#### [Selected excerpt]
====

Market Commentary for 11/26/21


This week the markets dropped due to concerns over the new covid variant throughout the world. Wheat, beans, crude oil, and the stock market opened lower and didn’t rebound throughout Friday’s trading session. On the other hand, corn, oats, and spring wheat started lower but rebounded higher during the shortened trading day. Until more is known about the new strain’s effects, how it spreads, and if current vaccines offer protection, market direction is unknown. Market Action In early August after watching the market swing between $6 and $5 throughout July, I was uncertain of market direction from August through November. I thought if corn was at or above $6 once harvest was over, it would be a good price to start selling more of my 2021 crop. However, at that time it seemed like a sideways corn market through November was the most likely outcome. Therefore, on 8/2/21 when December corn was trading $5.45, and before the August USDA yield estimate was released, I made the following 2 straddle trades. November Straddle On 10% of my anticipated 2021 production, I sold a $5.30 November straddle (where I sell both the $5.30 put and the $5.30 call) and bought a $4.70 put and collected 62 cents or premium. The options on this trade would expire 10/22/21. What Does This Mean?

  1. If Dec corn is above $5.92 on 10/22/21 – I would let this option execute, giving me a short futures position of $5.30. With the 62 cents I collected, the final sale would essentially be like selling $5.92.

  2. If Dec corn is below $4.70 on 10/22/21 – No sale is made, but I would make 2 cents on the trade, because the $4.70 put purchased with the straddle offsets the short put position I would get executed on from selling the $5.30 straddle. Basically, the 2 cents of profit from the trade would offset my commissions and I would have no profit or loss on the trade.

====

#### [Stored data]
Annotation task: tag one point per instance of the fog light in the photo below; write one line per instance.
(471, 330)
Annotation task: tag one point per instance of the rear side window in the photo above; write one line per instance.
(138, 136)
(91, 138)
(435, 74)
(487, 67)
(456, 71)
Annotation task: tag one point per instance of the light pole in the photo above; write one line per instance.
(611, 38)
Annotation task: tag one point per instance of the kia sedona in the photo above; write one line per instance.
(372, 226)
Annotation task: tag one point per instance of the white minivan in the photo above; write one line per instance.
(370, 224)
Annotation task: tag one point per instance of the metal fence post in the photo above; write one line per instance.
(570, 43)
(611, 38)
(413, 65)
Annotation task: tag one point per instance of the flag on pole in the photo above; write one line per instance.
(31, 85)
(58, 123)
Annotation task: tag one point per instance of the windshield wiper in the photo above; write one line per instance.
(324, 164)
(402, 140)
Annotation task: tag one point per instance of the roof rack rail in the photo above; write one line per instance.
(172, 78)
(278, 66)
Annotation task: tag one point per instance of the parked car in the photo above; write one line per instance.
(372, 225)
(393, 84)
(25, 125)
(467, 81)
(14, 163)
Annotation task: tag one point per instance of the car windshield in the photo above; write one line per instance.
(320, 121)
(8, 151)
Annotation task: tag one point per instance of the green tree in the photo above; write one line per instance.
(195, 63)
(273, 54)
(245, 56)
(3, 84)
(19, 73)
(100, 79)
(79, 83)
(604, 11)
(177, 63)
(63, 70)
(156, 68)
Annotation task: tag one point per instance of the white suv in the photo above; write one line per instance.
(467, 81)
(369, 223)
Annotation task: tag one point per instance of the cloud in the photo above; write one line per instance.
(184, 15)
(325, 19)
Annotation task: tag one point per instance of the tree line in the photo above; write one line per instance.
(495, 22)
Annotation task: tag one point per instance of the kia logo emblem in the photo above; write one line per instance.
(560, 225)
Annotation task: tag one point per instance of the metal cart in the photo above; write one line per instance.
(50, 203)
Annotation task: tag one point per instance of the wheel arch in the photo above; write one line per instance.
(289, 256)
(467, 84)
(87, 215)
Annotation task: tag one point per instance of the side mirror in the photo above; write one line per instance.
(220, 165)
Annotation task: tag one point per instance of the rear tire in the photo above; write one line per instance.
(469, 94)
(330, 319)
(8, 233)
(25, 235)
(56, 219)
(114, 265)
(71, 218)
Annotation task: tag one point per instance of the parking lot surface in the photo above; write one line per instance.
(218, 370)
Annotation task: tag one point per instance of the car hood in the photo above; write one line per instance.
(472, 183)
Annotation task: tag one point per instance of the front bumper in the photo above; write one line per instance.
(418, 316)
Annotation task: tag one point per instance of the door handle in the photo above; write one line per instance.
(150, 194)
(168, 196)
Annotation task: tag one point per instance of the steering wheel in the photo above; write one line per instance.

====

#### [What the task asks]
Reproduce, word for word, the part of the market commentary that starts at "1. If Dec corn" and stops after "like selling $5.92.".

#### [Answer to this problem]
1. If Dec corn is above $5.92 on 10/22/21 – I would let this option execute, giving me a short futures position of $5.30. With the 62 cents I collected, the final sale would essentially be like selling $5.92.